- **JOB**
Rewrite the records below with every "Annotate" changed to "Mark" and nothing else altered. Leave the pictures out of your answer.

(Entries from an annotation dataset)

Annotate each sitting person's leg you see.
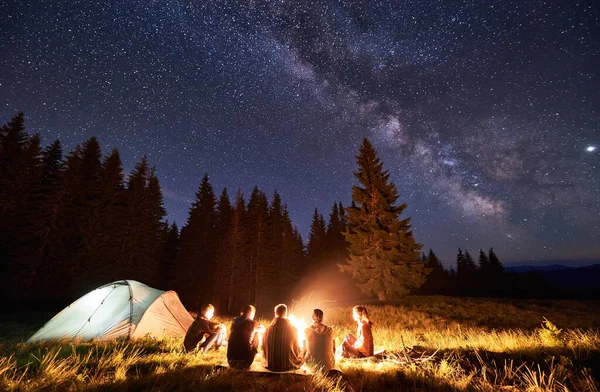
[200,328,225,353]
[342,335,364,358]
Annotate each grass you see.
[0,297,600,392]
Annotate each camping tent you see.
[27,280,194,343]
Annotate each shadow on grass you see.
[84,365,474,392]
[85,365,324,392]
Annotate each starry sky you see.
[0,0,600,265]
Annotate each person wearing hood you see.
[227,305,265,369]
[262,304,304,372]
[183,304,227,353]
[305,309,335,372]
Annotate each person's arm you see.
[355,323,373,357]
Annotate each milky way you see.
[0,0,600,265]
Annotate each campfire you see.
[288,314,306,349]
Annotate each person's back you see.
[183,304,225,352]
[227,305,264,369]
[263,304,304,372]
[305,324,335,371]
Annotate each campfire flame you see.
[288,314,306,348]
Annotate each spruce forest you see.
[0,114,560,314]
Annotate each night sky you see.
[0,0,600,265]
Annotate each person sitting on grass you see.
[227,305,265,369]
[342,305,373,358]
[183,304,227,353]
[262,304,304,372]
[305,309,335,372]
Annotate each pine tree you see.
[325,202,348,264]
[305,208,327,274]
[219,189,249,313]
[173,174,218,310]
[210,188,233,309]
[340,138,425,300]
[247,187,276,308]
[160,222,179,290]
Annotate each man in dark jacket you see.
[183,304,226,353]
[227,305,265,369]
[304,309,335,372]
[263,304,304,372]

- **WRITTEN SOLUTION**
Mark each sitting person's leg you see.
[200,328,225,353]
[342,335,364,358]
Mark each grass you see.
[0,297,600,392]
Mark each camping tent you see.
[27,280,194,343]
Mark each shadow on grass you see.
[84,365,474,392]
[85,365,324,392]
Mark each starry sky you see.
[0,0,600,265]
Mark each person wearing hood you see.
[227,305,265,369]
[262,304,304,372]
[183,304,227,353]
[305,309,335,372]
Mark each person's arm you see.
[355,323,373,357]
Mark each milky way you see.
[0,0,600,265]
Mark each campfire you see.
[288,314,306,349]
Mark each person's back you see.
[183,304,225,352]
[227,305,264,369]
[263,304,304,372]
[305,324,335,371]
Mark each campfire flame you see.
[288,314,306,348]
Mark each spruce forest you see.
[0,114,560,314]
Mark each night sky you see.
[0,0,600,265]
Mark each person sitting on grass you see.
[227,305,265,369]
[342,305,373,358]
[183,304,227,353]
[262,304,304,372]
[305,309,335,372]
Mark each pine tree you see.
[325,202,348,264]
[305,208,327,274]
[219,189,249,313]
[173,174,218,310]
[210,188,233,309]
[340,138,425,300]
[247,187,276,308]
[160,222,179,290]
Mark each man in dark jacket you see.
[183,304,226,353]
[227,305,265,369]
[304,309,335,372]
[263,304,304,372]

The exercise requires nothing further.